**Problem**.
Can you reproduce each of the items below word for word, from the first line to the last?
Segment Start: Records shown
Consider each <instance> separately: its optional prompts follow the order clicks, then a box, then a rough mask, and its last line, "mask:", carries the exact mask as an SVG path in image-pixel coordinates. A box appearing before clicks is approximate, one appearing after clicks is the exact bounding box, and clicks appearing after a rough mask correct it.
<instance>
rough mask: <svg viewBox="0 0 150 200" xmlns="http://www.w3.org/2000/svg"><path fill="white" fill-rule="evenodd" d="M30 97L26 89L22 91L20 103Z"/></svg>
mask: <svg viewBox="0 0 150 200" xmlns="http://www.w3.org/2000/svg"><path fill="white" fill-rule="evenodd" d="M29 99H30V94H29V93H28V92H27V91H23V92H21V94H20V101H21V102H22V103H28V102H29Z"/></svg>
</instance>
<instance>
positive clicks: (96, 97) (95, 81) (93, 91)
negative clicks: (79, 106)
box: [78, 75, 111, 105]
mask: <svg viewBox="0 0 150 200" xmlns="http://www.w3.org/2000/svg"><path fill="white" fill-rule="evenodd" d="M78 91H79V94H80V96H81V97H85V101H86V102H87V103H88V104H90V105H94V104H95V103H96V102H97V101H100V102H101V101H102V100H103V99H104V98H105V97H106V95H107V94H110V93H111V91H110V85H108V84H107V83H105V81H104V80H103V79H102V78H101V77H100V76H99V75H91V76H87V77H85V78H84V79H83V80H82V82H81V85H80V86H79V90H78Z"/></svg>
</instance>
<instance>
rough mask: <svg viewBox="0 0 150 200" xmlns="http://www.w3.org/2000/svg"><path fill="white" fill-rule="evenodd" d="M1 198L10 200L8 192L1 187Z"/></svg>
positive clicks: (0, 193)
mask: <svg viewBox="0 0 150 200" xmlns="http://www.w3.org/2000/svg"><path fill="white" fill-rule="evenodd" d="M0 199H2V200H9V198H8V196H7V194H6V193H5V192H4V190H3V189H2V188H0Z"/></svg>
Segment End: Records shown
**Output of the exercise**.
Consider each <instance> separately: its optional prompts follow the order clicks, then a box, then a rough mask, and its last line, "mask:", carries the exact mask as an SVG path in image-pixel coordinates. A box appearing before clicks is approximate, one appearing after clicks is the exact bounding box, and clicks appearing after a rough mask correct it.
<instance>
rough mask: <svg viewBox="0 0 150 200" xmlns="http://www.w3.org/2000/svg"><path fill="white" fill-rule="evenodd" d="M30 97L26 89L22 91L20 103Z"/></svg>
mask: <svg viewBox="0 0 150 200" xmlns="http://www.w3.org/2000/svg"><path fill="white" fill-rule="evenodd" d="M29 99H30V94H29V93H28V92H27V91H23V92H21V94H20V101H21V102H22V103H28V102H29Z"/></svg>
</instance>
<instance>
positive clicks: (96, 97) (95, 81) (93, 91)
negative clicks: (79, 106)
box: [78, 75, 111, 105]
mask: <svg viewBox="0 0 150 200" xmlns="http://www.w3.org/2000/svg"><path fill="white" fill-rule="evenodd" d="M78 91H79V94H80V96H81V97H85V101H86V102H87V103H88V104H90V105H94V104H95V103H96V102H97V101H100V102H101V101H102V100H103V99H104V98H105V97H106V95H107V94H110V93H111V91H110V85H108V84H107V83H105V81H104V80H103V79H102V78H101V77H100V76H99V75H91V76H87V77H85V78H84V79H83V80H82V82H81V85H80V86H79V90H78Z"/></svg>
</instance>
<instance>
rough mask: <svg viewBox="0 0 150 200" xmlns="http://www.w3.org/2000/svg"><path fill="white" fill-rule="evenodd" d="M1 198L10 200L8 192L1 187Z"/></svg>
positive clicks: (0, 193)
mask: <svg viewBox="0 0 150 200" xmlns="http://www.w3.org/2000/svg"><path fill="white" fill-rule="evenodd" d="M0 199H2V200H9V198H8V196H7V194H6V193H5V192H4V190H3V189H2V188H0Z"/></svg>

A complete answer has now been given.